(Text passage)
___
Italian Drowned Octopus Antipasto Recipe – Polpo Affogato

Italian Drowned Octopus Antipasto Recipe - Polpo Affogato

 

Drowned octopus is a slightly more poetic way of saying boiled octopus, and this is one of the standard items in an Italian mixed seafood antipasto. It’s also quite easy to do, and if you have access to good quality fresh octopus you’ll find yourself making it often. To serve about 4 as an antipasto, or more as party food:

Prep Time: 15 minutes

Cook Time: 1 hour

Total Time: 1 hour, 15 minutes

Ingredients:

  • An octopus weighing about 2 1/4 pounds (1 k)
  • A medium sized bunch of parsley, finely chopped
  • 2 cloves garlic
  • The juice of a lemon
  • Extravirgin olive oil
  • Salt and pepper to taste
  • Toothpicks

Preparation:

Clean the octopus and rinse it well under running water. Put it in a pot with abundant cold water to cover, and set it on a burner. As a general rule, figure an hour of cooking time per kilo of weight of octopus, or about 25 minutes per pound, so here you will need to simmer your octopus for an hour; to check for doneness stick the base of a tentacle with a skewer or toothpick. If it penetrates easily the octopus is done. Turn off the heat and let it cool some in the water it boiled in.
___
(Data provided)

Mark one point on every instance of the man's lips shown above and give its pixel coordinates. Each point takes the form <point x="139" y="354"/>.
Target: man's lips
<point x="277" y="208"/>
___
(Task brief)
Please write out the part of the octopus recipe from "Clean the octopus" to "it boiled in.", word for word.

(Response)
Clean the octopus and rinse it well under running water. Put it in a pot with abundant cold water to cover, and set it on a burner. As a general rule, figure an hour of cooking time per kilo of weight of octopus, or about 25 minutes per pound, so here you will need to simmer your octopus for an hour; to check for doneness stick the base of a tentacle with a skewer or toothpick. If it penetrates easily the octopus is done. Turn off the heat and let it cool some in the water it boiled in.